Friday, October 04, 2019

The Key to Winter Survival





Forest nuts were a key to winter survival for the native forest people of the eastern United States. The high-fat and long-storage attributes of nuts are what made them so valuable as a forest survival food.

Of course, the forest was different then from what it is now; about 25 percent of forest cover in colonial times was composed of chestnut trees, whose large edible nuts were a mainstay.

The American chestnut was wiped out, beginning in 1907, by a quickly-spreading chestnut blight accidently imported from Asia.

The native forest has since filled in with oaks, maples, black cherry, hickory, walnut, tulip, yellow-wood, basswood, buckeye, and many other species, none of which has the enormous mast-nut output of the chestnut, but which provide a great deal of food none the less.

Oaks produce acorns, which can be eaten after first being boiled to remove the tanins which are both toxic, but were also vital to native people who used acorn water to tan deer hides. The boiled nuts leeched free of tanins can be roasted and ground into coffee, ground unroasted into flour, pickled in brine like olives, and made into a spread like humus.

Hickory nuts are abundant, can be eaten straight out of the shell, and are closely related to pecans which they taste like. Hickory nuts are loaded with fats and calories. One ounce of shelled hickory nut meats packs a whopping 193 calories -- the most of any wild plant food.

DATA EXTRACT

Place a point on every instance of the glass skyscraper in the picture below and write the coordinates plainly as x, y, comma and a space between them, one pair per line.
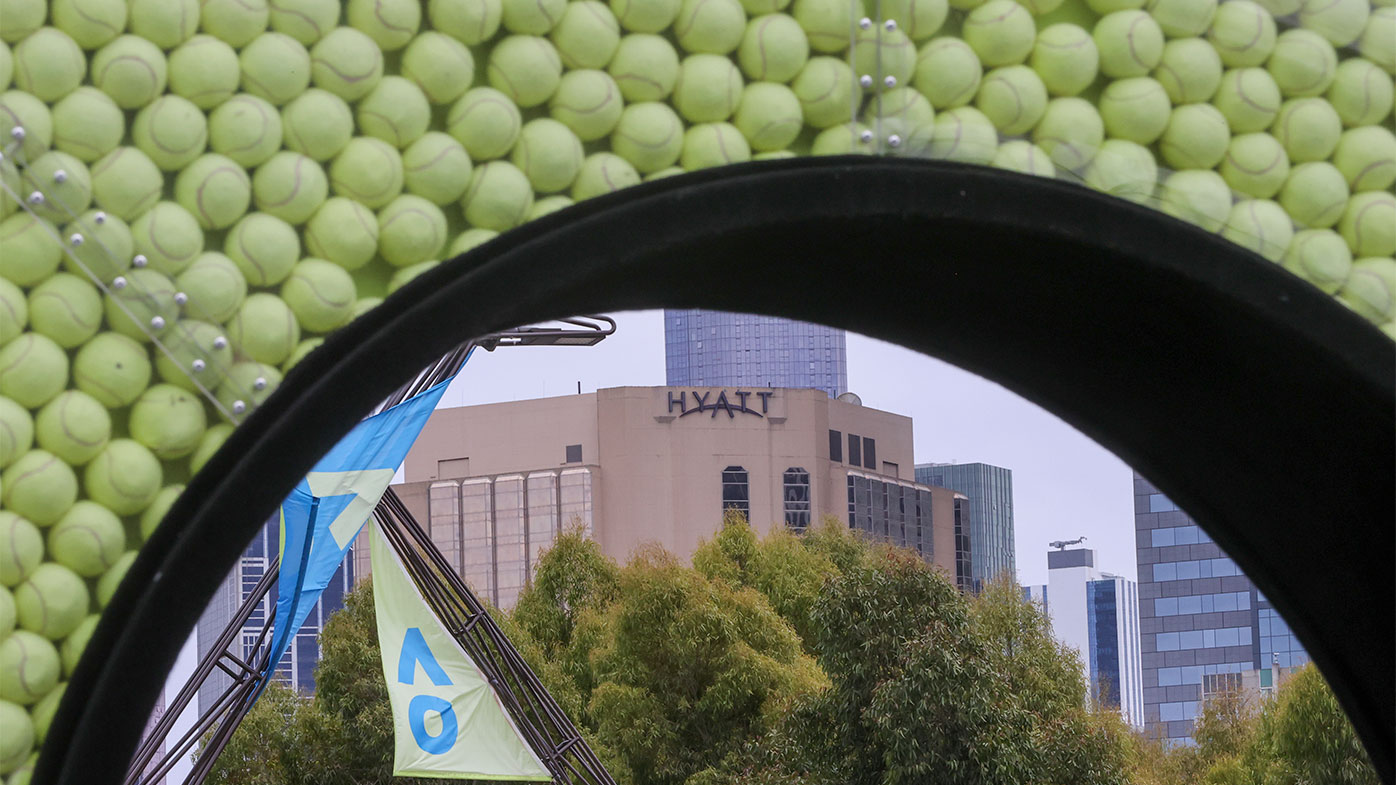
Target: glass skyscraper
707, 348
990, 490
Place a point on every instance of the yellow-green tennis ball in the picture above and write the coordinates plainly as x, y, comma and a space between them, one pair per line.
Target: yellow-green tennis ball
168, 236
214, 288
168, 421
367, 171
1183, 18
440, 66
395, 112
486, 123
28, 249
344, 232
1248, 98
215, 190
88, 539
587, 35
1190, 70
28, 669
32, 370
645, 67
112, 368
131, 70
1197, 137
947, 73
526, 69
307, 21
264, 328
21, 549
1339, 21
1368, 224
1303, 63
1255, 165
1198, 197
67, 309
1315, 194
1360, 92
602, 173
468, 21
264, 247
321, 294
1321, 257
1259, 225
244, 129
390, 23
172, 131
38, 485
645, 16
291, 186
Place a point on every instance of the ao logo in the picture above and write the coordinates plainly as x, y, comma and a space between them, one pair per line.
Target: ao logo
415, 651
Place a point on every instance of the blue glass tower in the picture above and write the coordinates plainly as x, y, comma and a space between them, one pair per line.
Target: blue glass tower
707, 348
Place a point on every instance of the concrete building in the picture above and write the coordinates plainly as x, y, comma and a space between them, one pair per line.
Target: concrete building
1096, 613
496, 483
1199, 616
707, 348
990, 492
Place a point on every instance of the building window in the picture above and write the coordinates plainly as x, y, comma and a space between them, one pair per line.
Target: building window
736, 495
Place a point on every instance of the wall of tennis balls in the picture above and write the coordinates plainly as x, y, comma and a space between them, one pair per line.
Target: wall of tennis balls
194, 193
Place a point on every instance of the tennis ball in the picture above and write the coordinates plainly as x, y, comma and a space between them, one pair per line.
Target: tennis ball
244, 129
32, 370
214, 287
468, 21
1190, 70
486, 123
1197, 137
1315, 194
264, 247
1255, 165
346, 63
21, 549
1321, 257
112, 369
1367, 158
1339, 21
28, 669
264, 328
88, 125
28, 249
1360, 92
367, 171
526, 69
602, 173
168, 421
1130, 43
307, 21
214, 190
587, 35
645, 67
66, 307
947, 73
1259, 225
168, 236
1248, 98
323, 294
1183, 18
88, 538
291, 186
397, 112
1368, 224
344, 232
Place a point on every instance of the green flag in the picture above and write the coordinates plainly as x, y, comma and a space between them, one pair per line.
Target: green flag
447, 721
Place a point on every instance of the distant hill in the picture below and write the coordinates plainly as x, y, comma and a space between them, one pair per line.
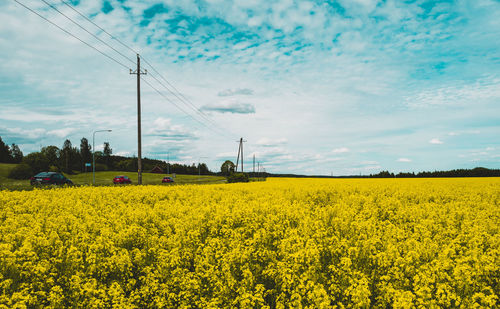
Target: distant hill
475, 172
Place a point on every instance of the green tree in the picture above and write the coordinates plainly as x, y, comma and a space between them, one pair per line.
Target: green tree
37, 161
85, 153
227, 168
51, 154
107, 153
16, 153
68, 156
4, 152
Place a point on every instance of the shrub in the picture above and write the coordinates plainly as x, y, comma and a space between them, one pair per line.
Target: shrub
22, 171
99, 167
237, 177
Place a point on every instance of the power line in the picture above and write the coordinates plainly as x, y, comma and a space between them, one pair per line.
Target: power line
184, 98
192, 107
176, 105
180, 96
102, 29
84, 29
71, 34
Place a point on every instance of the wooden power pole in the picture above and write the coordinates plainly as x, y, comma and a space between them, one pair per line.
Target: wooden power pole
240, 151
139, 147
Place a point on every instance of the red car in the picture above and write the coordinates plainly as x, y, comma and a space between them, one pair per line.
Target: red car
121, 180
167, 179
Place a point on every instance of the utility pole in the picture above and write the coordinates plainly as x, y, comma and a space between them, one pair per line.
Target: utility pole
240, 150
254, 163
139, 150
168, 163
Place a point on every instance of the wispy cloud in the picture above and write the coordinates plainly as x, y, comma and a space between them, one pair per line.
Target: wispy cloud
230, 106
163, 128
233, 92
341, 150
268, 142
61, 132
436, 141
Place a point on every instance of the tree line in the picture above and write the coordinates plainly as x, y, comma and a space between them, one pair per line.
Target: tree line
70, 160
475, 172
10, 154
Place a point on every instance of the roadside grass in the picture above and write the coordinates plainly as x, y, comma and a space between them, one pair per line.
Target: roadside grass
106, 179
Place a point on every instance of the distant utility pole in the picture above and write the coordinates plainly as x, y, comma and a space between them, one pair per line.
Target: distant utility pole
168, 163
139, 150
240, 150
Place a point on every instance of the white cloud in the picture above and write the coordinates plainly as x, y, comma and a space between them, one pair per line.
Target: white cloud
341, 150
267, 142
230, 106
233, 92
435, 141
163, 127
62, 132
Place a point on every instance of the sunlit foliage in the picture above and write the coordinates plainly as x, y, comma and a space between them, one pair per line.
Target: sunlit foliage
284, 243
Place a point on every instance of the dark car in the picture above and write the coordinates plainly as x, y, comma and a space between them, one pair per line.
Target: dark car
50, 178
121, 180
167, 179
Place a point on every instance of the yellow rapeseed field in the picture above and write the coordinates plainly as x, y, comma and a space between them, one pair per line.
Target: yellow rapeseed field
284, 243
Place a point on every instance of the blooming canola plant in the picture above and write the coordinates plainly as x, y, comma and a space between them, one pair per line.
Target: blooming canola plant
283, 243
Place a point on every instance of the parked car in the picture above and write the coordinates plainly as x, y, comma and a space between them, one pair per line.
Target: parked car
50, 178
121, 180
167, 179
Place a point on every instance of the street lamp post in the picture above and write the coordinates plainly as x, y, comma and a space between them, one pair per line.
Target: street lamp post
93, 153
199, 165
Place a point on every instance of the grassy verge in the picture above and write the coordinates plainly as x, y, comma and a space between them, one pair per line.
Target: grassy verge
106, 179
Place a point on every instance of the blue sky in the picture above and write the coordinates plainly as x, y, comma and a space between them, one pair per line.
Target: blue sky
315, 87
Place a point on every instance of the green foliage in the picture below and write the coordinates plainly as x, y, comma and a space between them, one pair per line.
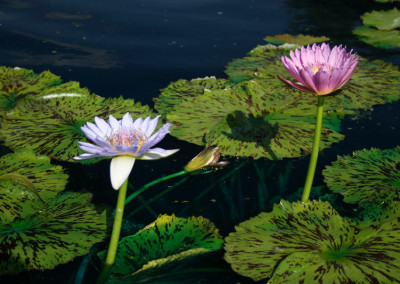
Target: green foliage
51, 126
310, 242
366, 176
162, 245
252, 120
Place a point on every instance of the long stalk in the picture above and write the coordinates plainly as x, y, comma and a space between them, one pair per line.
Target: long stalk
112, 249
314, 152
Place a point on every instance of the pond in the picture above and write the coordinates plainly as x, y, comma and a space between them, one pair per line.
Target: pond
132, 52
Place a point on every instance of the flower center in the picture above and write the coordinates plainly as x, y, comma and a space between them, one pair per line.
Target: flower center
128, 138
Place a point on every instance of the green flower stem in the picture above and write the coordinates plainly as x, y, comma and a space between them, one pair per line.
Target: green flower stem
314, 151
112, 249
150, 184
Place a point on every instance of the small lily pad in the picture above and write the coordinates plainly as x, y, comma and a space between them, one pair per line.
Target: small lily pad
162, 244
377, 38
64, 228
51, 126
366, 176
252, 120
182, 89
26, 183
310, 242
18, 84
298, 39
382, 20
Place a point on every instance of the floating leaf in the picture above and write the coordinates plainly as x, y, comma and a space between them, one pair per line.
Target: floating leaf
26, 183
368, 175
310, 243
252, 120
51, 126
299, 40
18, 84
162, 244
63, 229
182, 89
382, 20
377, 38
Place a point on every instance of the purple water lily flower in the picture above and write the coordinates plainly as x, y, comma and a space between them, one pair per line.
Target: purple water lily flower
126, 140
319, 69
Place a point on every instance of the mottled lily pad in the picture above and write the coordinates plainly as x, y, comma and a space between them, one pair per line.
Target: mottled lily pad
161, 245
18, 84
51, 126
382, 20
182, 89
311, 243
64, 228
252, 120
26, 183
367, 175
298, 39
377, 38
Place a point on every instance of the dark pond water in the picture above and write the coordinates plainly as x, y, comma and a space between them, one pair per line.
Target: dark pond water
135, 48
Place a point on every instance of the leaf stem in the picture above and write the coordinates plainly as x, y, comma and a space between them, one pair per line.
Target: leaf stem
112, 249
314, 152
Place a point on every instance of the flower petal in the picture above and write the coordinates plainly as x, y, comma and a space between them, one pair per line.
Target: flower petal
157, 153
120, 168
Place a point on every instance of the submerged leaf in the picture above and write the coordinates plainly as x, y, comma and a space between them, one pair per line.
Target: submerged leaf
26, 183
51, 126
252, 120
162, 244
63, 229
309, 242
368, 175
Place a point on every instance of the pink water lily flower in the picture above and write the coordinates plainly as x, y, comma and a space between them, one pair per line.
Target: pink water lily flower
126, 140
320, 70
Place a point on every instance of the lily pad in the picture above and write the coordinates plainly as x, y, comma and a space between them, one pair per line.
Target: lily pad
382, 20
26, 183
311, 243
64, 228
161, 245
252, 120
182, 89
18, 84
367, 175
377, 38
298, 39
51, 126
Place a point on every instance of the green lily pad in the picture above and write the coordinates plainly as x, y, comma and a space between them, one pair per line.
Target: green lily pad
162, 244
51, 126
310, 243
382, 20
367, 175
182, 89
19, 84
252, 120
298, 39
26, 183
377, 38
64, 228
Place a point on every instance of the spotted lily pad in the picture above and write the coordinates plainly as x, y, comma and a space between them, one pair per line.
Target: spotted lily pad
162, 244
177, 91
382, 20
298, 39
252, 120
66, 227
367, 175
311, 243
26, 183
18, 84
51, 126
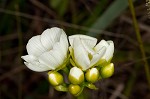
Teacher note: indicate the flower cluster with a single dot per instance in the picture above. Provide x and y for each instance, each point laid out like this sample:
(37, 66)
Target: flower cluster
(84, 62)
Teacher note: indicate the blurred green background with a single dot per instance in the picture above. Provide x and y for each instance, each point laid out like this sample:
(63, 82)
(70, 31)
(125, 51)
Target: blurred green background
(103, 19)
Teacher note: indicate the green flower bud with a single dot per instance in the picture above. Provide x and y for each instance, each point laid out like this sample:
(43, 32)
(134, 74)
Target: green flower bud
(92, 75)
(61, 88)
(55, 78)
(91, 86)
(76, 75)
(107, 71)
(74, 89)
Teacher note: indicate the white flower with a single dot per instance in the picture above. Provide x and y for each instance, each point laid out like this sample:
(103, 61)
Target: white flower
(76, 75)
(47, 51)
(85, 53)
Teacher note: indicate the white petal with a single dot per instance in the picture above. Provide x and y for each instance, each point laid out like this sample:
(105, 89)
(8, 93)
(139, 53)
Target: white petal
(29, 58)
(53, 59)
(80, 54)
(98, 56)
(34, 46)
(90, 41)
(88, 48)
(63, 44)
(109, 51)
(100, 45)
(36, 67)
(50, 36)
(76, 72)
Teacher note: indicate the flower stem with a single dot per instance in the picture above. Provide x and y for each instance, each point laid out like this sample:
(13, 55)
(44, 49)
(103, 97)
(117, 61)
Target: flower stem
(138, 35)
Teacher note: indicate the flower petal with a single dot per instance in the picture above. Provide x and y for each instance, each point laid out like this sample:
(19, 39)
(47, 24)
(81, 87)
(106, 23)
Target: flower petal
(98, 56)
(100, 45)
(63, 46)
(76, 72)
(34, 46)
(36, 67)
(90, 41)
(50, 36)
(88, 48)
(53, 59)
(109, 51)
(80, 54)
(29, 58)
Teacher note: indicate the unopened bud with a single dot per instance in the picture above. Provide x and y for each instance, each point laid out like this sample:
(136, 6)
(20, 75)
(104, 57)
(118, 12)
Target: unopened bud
(92, 75)
(74, 89)
(76, 75)
(55, 78)
(107, 71)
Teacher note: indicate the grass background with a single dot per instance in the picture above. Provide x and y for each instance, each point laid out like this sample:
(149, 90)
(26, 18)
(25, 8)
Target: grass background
(103, 19)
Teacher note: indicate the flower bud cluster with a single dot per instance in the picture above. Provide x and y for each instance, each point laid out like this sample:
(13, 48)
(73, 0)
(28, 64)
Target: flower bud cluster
(84, 62)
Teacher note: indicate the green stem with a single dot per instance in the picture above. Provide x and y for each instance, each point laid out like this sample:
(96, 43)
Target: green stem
(20, 43)
(139, 40)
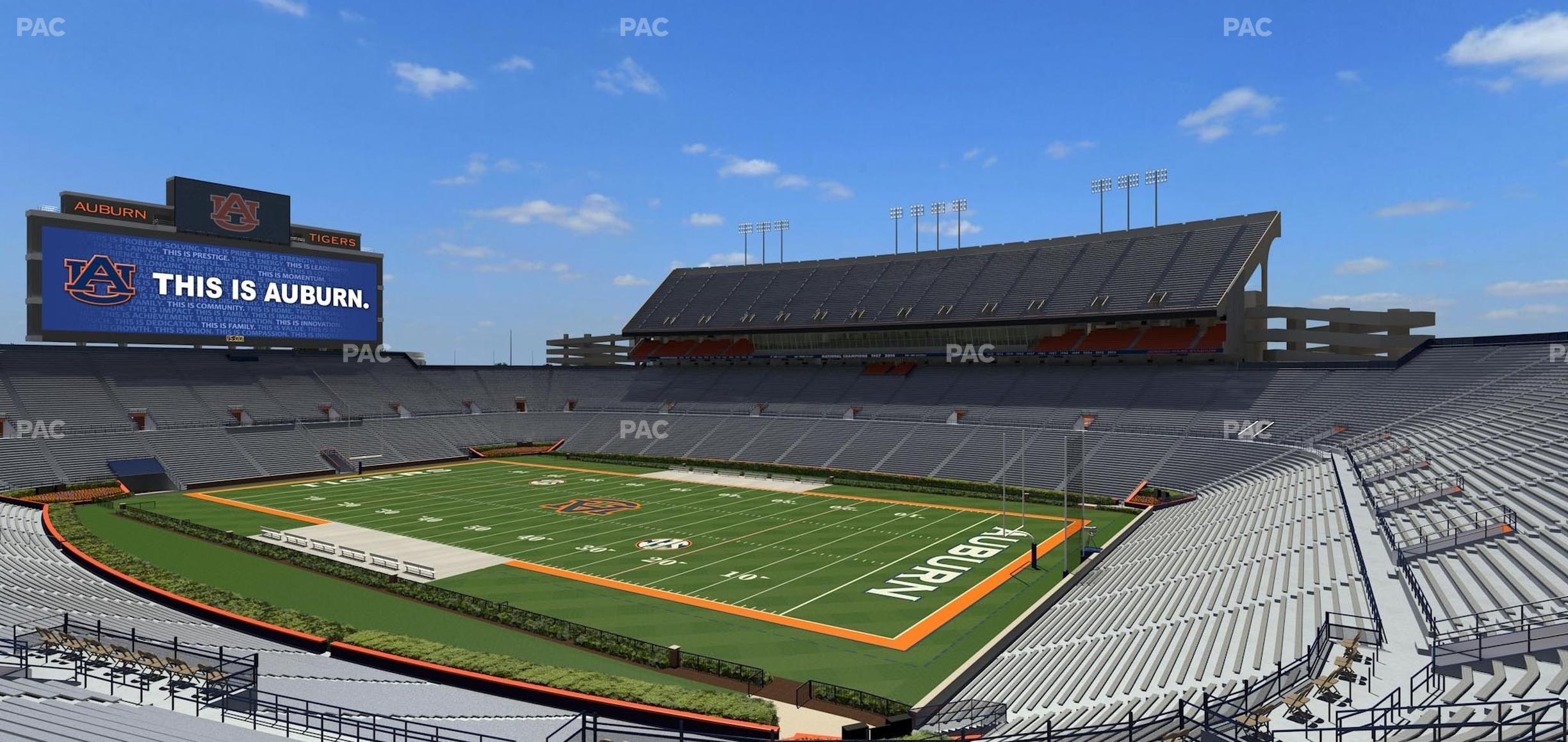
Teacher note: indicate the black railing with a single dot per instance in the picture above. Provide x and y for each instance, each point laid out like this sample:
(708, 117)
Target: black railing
(1355, 543)
(956, 719)
(849, 697)
(1535, 719)
(323, 720)
(618, 645)
(1453, 531)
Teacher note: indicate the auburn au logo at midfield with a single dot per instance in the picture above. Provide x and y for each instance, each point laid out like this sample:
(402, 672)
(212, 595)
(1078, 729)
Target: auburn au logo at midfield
(234, 212)
(593, 506)
(99, 281)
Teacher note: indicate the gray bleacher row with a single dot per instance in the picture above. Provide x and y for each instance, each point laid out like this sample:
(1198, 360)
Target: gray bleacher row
(38, 586)
(41, 711)
(1198, 402)
(1194, 263)
(1202, 595)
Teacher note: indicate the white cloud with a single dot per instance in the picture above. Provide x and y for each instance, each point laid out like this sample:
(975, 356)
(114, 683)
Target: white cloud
(291, 7)
(1360, 267)
(1382, 300)
(515, 63)
(1423, 208)
(1535, 47)
(1214, 121)
(628, 76)
(429, 81)
(747, 169)
(723, 260)
(596, 214)
(1530, 288)
(1061, 149)
(461, 251)
(515, 265)
(564, 272)
(1523, 311)
(835, 190)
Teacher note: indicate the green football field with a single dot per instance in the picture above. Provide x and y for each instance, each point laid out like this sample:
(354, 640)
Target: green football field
(880, 570)
(797, 551)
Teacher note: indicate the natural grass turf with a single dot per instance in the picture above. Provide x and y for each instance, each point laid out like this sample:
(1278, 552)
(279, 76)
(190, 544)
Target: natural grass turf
(785, 652)
(358, 606)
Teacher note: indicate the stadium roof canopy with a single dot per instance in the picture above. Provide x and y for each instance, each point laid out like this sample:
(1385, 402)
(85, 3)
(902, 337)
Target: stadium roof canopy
(1175, 270)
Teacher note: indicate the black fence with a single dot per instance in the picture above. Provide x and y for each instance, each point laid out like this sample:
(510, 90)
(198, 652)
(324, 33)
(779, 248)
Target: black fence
(849, 697)
(618, 645)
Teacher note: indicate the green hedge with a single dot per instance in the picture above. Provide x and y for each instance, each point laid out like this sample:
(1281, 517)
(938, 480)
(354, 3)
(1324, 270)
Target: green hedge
(851, 477)
(71, 529)
(615, 645)
(582, 681)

COMPLETE THE FOLLOWING
#1 According to the post about forest nuts, why were nuts so valuable as a survival food for the native forest people of the eastern United States?
#2 Copy word for word the stretch of the post about forest nuts from "The native forest has" through "spread like humus.".
#3 Continue the post about forest nuts from where it stops.
You won't need the entries for any of this.

RESULTS FOR EACH TASK
#1 The post says nuts were so valuable as a forest survival food because of their high fat content and because they keep for a long time.

#2
The native forest has since filled in with oaks, maples, black cherry, hickory, walnut, tulip, yellow-wood, basswood, buckeye, and many other species, none of which has the enormous mast-nut output of the chestnut, but which provide a great deal of food none the less.

Oaks produce acorns, which can be eaten after first being boiled to remove the tanins which are both toxic, but were also vital to native people who used acorn water to tan deer hides. The boiled nuts leeched free of tanins can be roasted and ground into coffee, ground unroasted into flour, pickled in brine like olives, and made into a spread like humus.

#3
Black Walnuts are also abundant These large nuts are surrounded by a tough husk which surrounds an extremely hard shell. Walnuts are harvested as soon as the outer husk softens, but is still green. Wear gloves when handling walnuts, as the outside husks stain. Walnut husks can be removed by piling the nuts on a gravel driveway and rolling a car over them, or by drilling a 1-5/8 inch diameter hole in thick plywood, or through the edge of a stump, and hammering the nut through the hole to shear off the husk. Once the husk is off, wash the unshelled nuts, and throw away any nuts that float. After washing, the unshelled nuts should be spread out to dry.  Once dry, unshelled nuts can be stored for up to a year  in a burlap bag hung in a cool, dry place like a root cellar or basement.